[Work required]:
A bare number is all that is needed: how many lines below contain the string "person"?

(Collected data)

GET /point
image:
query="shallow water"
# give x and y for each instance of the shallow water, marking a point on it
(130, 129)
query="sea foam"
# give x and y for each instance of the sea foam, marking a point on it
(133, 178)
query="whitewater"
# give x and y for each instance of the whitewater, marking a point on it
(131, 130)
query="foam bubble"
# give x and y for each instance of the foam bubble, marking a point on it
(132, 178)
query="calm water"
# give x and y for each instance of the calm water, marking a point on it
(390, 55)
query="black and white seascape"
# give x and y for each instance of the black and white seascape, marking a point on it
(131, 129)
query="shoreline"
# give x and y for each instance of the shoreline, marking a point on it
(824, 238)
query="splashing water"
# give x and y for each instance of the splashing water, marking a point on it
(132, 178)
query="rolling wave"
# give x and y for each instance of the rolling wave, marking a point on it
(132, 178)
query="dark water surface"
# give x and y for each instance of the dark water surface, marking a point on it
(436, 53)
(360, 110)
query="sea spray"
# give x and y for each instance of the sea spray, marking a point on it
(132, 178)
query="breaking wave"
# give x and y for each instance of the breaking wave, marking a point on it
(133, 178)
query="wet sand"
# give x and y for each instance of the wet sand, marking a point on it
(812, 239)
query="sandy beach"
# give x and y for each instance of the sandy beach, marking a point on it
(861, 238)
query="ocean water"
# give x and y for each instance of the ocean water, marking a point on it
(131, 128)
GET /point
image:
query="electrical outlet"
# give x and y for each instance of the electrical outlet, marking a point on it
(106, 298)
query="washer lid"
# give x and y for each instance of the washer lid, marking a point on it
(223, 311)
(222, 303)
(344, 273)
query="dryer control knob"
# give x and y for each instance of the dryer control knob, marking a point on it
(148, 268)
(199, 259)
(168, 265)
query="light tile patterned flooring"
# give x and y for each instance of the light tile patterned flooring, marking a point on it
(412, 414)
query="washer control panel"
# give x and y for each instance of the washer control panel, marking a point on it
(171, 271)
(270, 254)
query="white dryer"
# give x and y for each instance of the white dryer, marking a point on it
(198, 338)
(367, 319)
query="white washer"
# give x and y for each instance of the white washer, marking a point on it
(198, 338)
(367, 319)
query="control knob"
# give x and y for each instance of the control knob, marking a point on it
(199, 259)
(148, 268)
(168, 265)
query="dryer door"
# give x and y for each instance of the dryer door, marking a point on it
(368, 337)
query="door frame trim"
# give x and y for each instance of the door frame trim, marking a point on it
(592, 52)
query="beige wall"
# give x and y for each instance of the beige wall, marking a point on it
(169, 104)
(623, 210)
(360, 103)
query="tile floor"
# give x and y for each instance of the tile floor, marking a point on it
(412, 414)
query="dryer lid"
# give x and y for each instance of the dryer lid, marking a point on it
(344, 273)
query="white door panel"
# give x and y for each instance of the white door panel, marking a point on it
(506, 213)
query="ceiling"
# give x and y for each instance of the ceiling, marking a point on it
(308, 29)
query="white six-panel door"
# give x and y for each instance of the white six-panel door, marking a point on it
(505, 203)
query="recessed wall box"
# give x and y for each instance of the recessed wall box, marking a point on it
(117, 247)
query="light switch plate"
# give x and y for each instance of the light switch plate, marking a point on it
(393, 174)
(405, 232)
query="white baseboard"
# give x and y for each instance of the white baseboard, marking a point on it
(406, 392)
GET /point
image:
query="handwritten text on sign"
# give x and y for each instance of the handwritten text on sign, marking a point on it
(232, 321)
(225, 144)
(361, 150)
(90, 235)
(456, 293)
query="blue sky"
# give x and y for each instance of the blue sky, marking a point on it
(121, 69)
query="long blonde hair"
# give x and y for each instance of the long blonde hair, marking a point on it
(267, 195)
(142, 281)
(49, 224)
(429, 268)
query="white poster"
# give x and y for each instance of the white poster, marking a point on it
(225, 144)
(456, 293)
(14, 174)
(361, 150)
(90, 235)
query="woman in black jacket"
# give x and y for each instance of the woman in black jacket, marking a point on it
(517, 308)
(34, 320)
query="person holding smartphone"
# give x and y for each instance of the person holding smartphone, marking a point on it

[Output for this exercise]:
2